JOBS:
a. In the identity essay, rewrite the passage that begins at the words "Posted in Articles, Asian" and stops after "were up for it.", swapping "fellowship" for "scholarship".
b. Carry the identity essay forward from its final sentence.

Posted in Articles, Asian Diaspora, Identity Development/Psychology, Interviews, Media Archive on 2012-12-24 01:40Z by Steven

Black Mom + Indian Dad = Search for Identity

Ebony Magazine
2012-12-17

Sharda Sekaran

Sharda Sekaran can’t deny her East Indian roots, but she can’t find them either

It was my senior year of college. I sat at the end of a long oval table in a meeting room in one of the academic buildings. Surrounding me on either side were professors from different departments. Some of them I’d taken classes from, but most I had not. They were interviewing me for a fellowship for which I’d been nominated. It was a very selective process, and only three other students from my school were up for it.

I’m generally okay speaking under pressure in front of a group, but I was absolutely terrified. The professors asked my about my identity—my understanding of who I am and where I came from. I felt paralyzed by fear, and stumbled like a desperate entertainer trying to keep the audience on her side.

I could see the crestfallen face of a religion professor whom I knew wanted to like me. She watched helplessly as I spewed out one badly composed thought after another. I knew what I was saying was complete junk. I tried to distract them with academic buzzwords: “dichotomy,” “paradox,” “equilibrium,” “organic…” Nothing. All I conveyed about my identity was that I had no clue about it.

SOURCE EXCERPT:
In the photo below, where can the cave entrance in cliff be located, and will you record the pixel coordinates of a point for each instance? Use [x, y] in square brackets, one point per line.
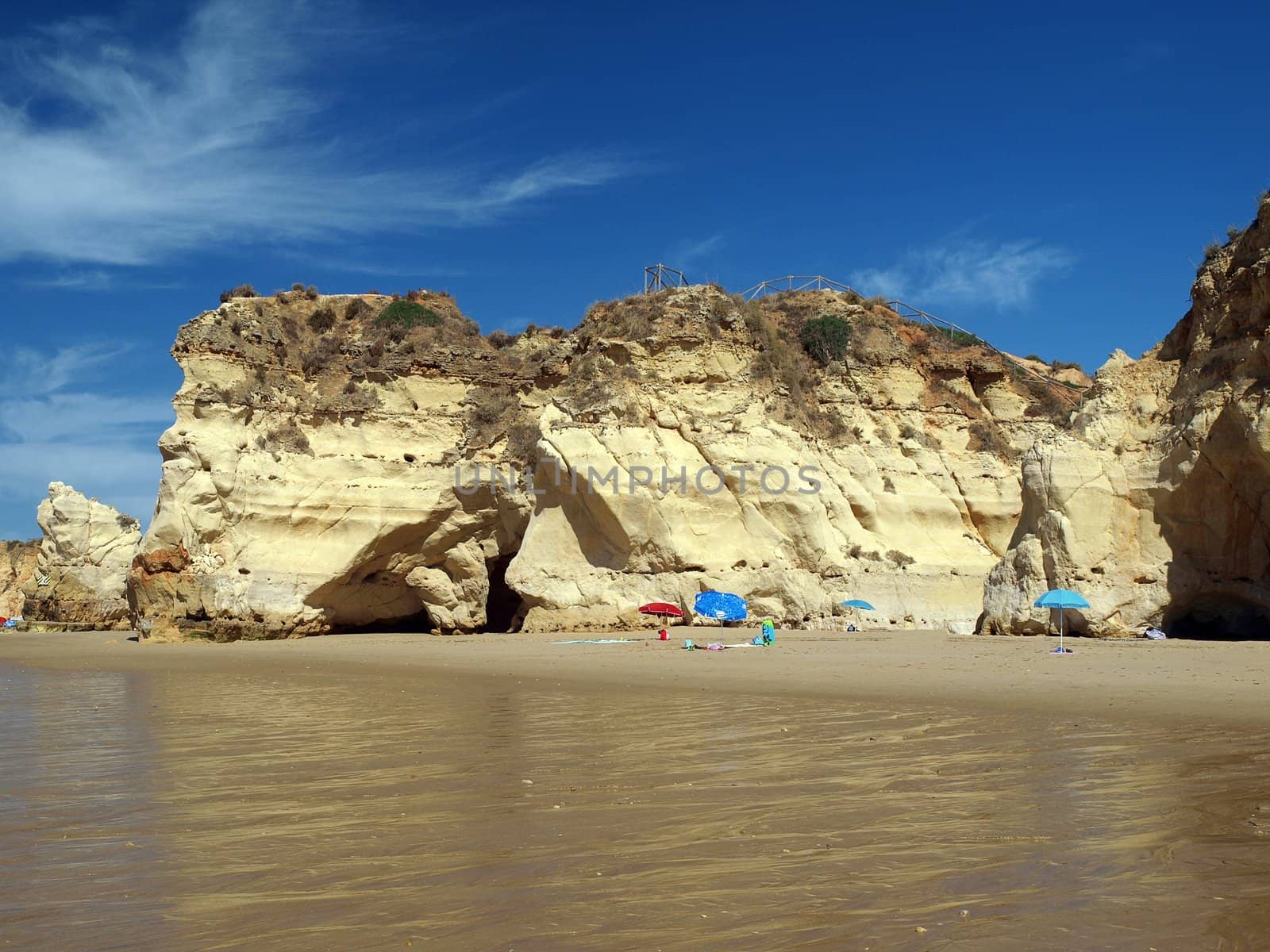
[418, 624]
[1218, 617]
[503, 607]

ANSWERS TO THE PROBLEMS:
a.
Posted in Articles, Asian Diaspora, Identity Development/Psychology, Interviews, Media Archive on 2012-12-24 01:40Z by Steven

Black Mom + Indian Dad = Search for Identity

Ebony Magazine
2012-12-17

Sharda Sekaran

Sharda Sekaran can’t deny her East Indian roots, but she can’t find them either

It was my senior year of college. I sat at the end of a long oval table in a meeting room in one of the academic buildings. Surrounding me on either side were professors from different departments. Some of them I’d taken classes from, but most I had not. They were interviewing me for a scholarship for which I’d been nominated. It was a very selective process, and only three other students from my school were up for it.

b.
It was my own fault. The fellowship was based on self-discovery through theme-related travel for a year. The subject was meant to be of personal significance, but maybe I’d taken it too far. My topic was the gaping hole of my family grief—a search for the missing half of my cultural ancestry.

My proposal was to examine my hybrid African-American/Indian identity by studying the impact of Bollywood on the Indian Diaspora (my personal connection being, my father’s from India and my mother is African-American). I’d go to countries with Creole Indian/African mixed populations to observe how popular cinema impacted people’s idea of what makes them “Indian.”

I thought it was a good idea for a project; so did a lot of others. Thus, I found myself at the end of that table of professors. But when the panel asked me questions about Indian culture, basic things that any person with an Indian family should know, I drew blanks.

I might have saved myself by admitting that I had no relationship with my Indian-born father. He abandoned our family when I was a toddler and left me without a dad or any ties to his family. All I inherited was an Indian name and physical features that could belong in South Asia. My family history had ambiguity, but also enough clues about my origins to constantly leave me answering questions and explaining a story that’s sensitive as a wound whenever I’m forced to recount it…

Read the entire article here.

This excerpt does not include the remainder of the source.